Location identification items:
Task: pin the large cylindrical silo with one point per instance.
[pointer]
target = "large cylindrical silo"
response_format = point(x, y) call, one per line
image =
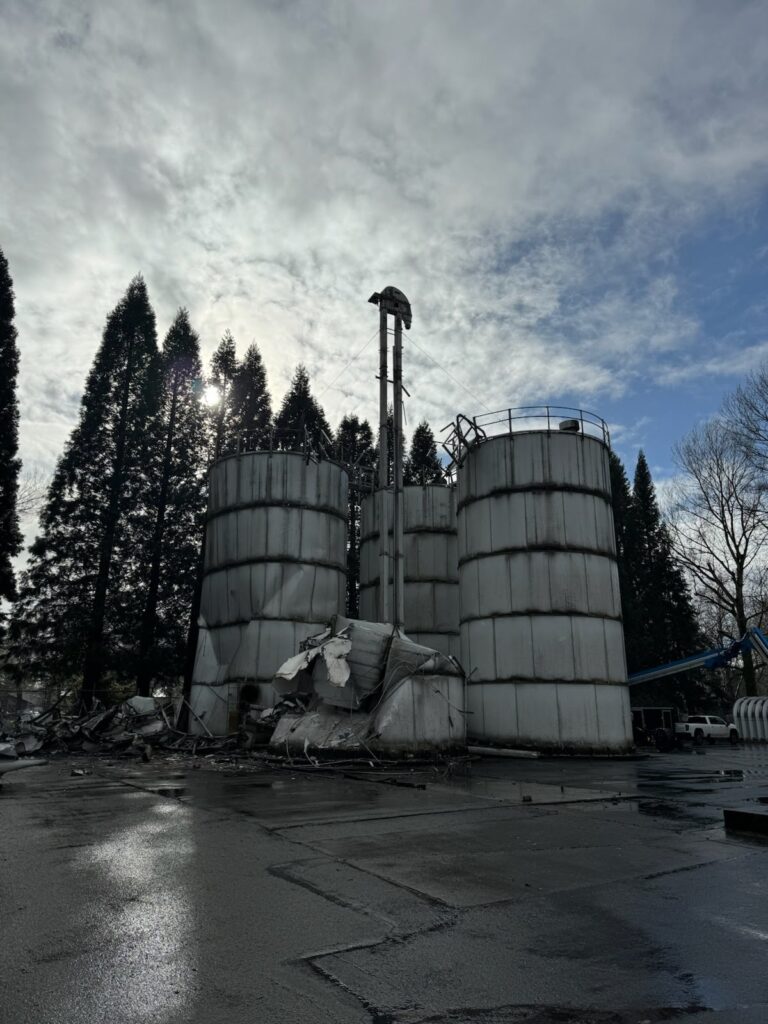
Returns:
point(274, 573)
point(542, 638)
point(431, 573)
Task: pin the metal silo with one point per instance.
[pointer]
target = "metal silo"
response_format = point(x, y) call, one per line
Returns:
point(542, 639)
point(274, 573)
point(431, 571)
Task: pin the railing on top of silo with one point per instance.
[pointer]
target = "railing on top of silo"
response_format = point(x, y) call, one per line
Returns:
point(465, 432)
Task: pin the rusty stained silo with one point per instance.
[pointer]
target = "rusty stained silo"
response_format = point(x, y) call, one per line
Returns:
point(431, 573)
point(542, 638)
point(274, 573)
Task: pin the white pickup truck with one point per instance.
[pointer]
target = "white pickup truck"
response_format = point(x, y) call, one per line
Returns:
point(700, 727)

What you have to do:
Could you express every one of the records above as a two-column CSV with the headers instruction and output? Give one row per record, put its text and its answer each in a single quoted field with line breaks replaced by spaces, and leave out the pictures.

Reply:
instruction,output
"Task: pin the large cylindrical silo with one point per instance. [pointer] target = ""large cylindrical silo"" response_format = point(x, y) call, one per line image = Returns:","point(274, 573) point(542, 638) point(431, 573)"
"Task: pin the metal silo with one point per instance. [pointer] target = ""metal silo"" response_format = point(x, y) call, one per line Returns:","point(542, 639) point(274, 573) point(431, 571)"
"Task: pin the railing on top of silo with one point per instance. [pointer] target = ""railing on top of silo"" response_format = point(x, y) call, one per line Returns:","point(465, 432)"
"Task: pin the rusty stained silo with one point per instance. [pointer] target = ""rusty stained silo"" response_format = point(x, y) call, one per line Returns:","point(431, 573) point(542, 638) point(274, 573)"
"Task: pin the white pickup truck with one point per instance. [pointer] target = ""white pickup truck"" response_format = point(x, y) call, one per line Returns:","point(700, 727)"